Could you arrange every line of the records below as a numbered list, leaving out the blank lines?
──────── EXTRACTED MATERIAL
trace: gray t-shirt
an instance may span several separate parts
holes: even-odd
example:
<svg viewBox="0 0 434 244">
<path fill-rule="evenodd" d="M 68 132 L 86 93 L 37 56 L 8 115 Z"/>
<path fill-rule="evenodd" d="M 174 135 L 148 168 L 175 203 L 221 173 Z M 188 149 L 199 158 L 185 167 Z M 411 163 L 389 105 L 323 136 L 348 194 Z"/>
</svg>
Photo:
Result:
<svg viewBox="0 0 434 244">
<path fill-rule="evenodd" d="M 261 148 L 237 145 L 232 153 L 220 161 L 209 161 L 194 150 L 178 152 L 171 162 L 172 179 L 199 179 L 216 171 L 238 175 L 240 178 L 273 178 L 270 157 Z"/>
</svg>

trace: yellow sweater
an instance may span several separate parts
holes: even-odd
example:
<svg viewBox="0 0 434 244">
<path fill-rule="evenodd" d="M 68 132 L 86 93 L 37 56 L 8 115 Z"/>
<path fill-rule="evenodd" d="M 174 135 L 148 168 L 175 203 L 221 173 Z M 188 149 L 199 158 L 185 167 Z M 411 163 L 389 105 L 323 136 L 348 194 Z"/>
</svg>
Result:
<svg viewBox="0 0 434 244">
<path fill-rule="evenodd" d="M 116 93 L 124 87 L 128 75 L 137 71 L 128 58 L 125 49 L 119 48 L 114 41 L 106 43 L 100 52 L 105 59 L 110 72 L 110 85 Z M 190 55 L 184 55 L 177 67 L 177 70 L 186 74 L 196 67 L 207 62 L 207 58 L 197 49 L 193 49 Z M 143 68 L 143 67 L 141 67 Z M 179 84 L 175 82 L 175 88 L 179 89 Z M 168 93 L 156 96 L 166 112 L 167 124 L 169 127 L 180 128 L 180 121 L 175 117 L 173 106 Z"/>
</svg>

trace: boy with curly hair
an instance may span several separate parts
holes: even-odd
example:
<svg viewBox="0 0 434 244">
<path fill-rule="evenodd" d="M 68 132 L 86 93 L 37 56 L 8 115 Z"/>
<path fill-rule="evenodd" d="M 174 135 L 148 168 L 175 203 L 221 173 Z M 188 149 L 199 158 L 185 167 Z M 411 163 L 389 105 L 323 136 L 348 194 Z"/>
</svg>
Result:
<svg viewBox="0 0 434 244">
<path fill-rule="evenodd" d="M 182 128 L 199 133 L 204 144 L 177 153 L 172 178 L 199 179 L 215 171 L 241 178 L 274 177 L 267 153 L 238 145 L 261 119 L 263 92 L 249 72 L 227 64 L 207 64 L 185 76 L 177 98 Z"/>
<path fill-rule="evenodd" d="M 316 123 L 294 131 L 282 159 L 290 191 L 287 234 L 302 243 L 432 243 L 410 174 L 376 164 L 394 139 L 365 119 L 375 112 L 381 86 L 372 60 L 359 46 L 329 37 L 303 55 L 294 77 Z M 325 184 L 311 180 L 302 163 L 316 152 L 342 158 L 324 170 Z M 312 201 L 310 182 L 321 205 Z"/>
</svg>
────────────────
§ **EXPECTED ANSWER**
1. trace: gray t-shirt
2. an instance may span several separate parts
3. holes: even-odd
4. example:
5. <svg viewBox="0 0 434 244">
6. <path fill-rule="evenodd" d="M 68 132 L 86 93 L 37 56 L 8 115 Z"/>
7. <path fill-rule="evenodd" d="M 174 135 L 148 168 L 175 203 L 221 173 Z M 188 149 L 199 158 L 185 167 Z M 411 163 L 389 105 L 323 136 L 348 194 Z"/>
8. </svg>
9. Photo:
10. Result:
11. <svg viewBox="0 0 434 244">
12. <path fill-rule="evenodd" d="M 261 148 L 237 145 L 232 153 L 220 161 L 209 161 L 194 150 L 178 152 L 171 162 L 172 179 L 199 179 L 216 171 L 238 175 L 240 178 L 273 178 L 270 157 Z"/>
13. </svg>
14. trace: yellow sweater
15. an instance may span several separate parts
16. holes: even-odd
17. example:
18. <svg viewBox="0 0 434 244">
19. <path fill-rule="evenodd" d="M 68 132 L 86 93 L 37 56 L 8 115 Z"/>
20. <path fill-rule="evenodd" d="M 174 135 L 148 168 L 175 203 L 221 173 Z M 188 149 L 199 158 L 185 167 Z M 411 163 L 389 105 L 323 136 L 348 194 Z"/>
21. </svg>
22. Result:
23. <svg viewBox="0 0 434 244">
24. <path fill-rule="evenodd" d="M 116 93 L 124 87 L 128 75 L 137 71 L 128 58 L 125 49 L 119 48 L 114 41 L 106 43 L 100 52 L 105 59 L 110 72 L 110 85 Z M 190 55 L 184 55 L 177 67 L 177 70 L 186 74 L 196 67 L 207 62 L 207 58 L 197 49 L 193 49 Z M 143 68 L 143 67 L 141 67 Z M 179 84 L 175 82 L 175 88 L 179 89 Z M 168 93 L 156 96 L 166 112 L 167 124 L 169 127 L 180 128 L 180 121 L 175 117 L 173 106 Z"/>
25. </svg>
26. trace: boy with curly hair
27. an instance may span several separate parts
28. holes: even-odd
29. example:
30. <svg viewBox="0 0 434 244">
31. <path fill-rule="evenodd" d="M 68 132 L 86 93 L 37 56 L 8 115 Z"/>
32. <path fill-rule="evenodd" d="M 174 135 L 148 168 L 175 203 L 221 173 Z M 188 149 L 199 158 L 185 167 Z M 411 163 L 389 105 L 323 136 L 348 194 Z"/>
33. </svg>
34. Result:
35. <svg viewBox="0 0 434 244">
36. <path fill-rule="evenodd" d="M 182 128 L 199 133 L 204 144 L 177 153 L 172 178 L 199 179 L 215 171 L 241 178 L 274 177 L 267 153 L 238 145 L 261 119 L 263 92 L 249 72 L 227 64 L 207 64 L 185 76 L 177 98 Z"/>
37. <path fill-rule="evenodd" d="M 316 123 L 294 131 L 282 159 L 290 191 L 287 234 L 302 243 L 432 243 L 410 174 L 376 164 L 394 139 L 365 119 L 375 112 L 381 86 L 372 60 L 359 46 L 329 37 L 303 55 L 294 77 Z M 325 184 L 311 180 L 302 163 L 316 152 L 342 158 L 324 170 Z M 312 201 L 310 182 L 321 205 Z"/>
38. </svg>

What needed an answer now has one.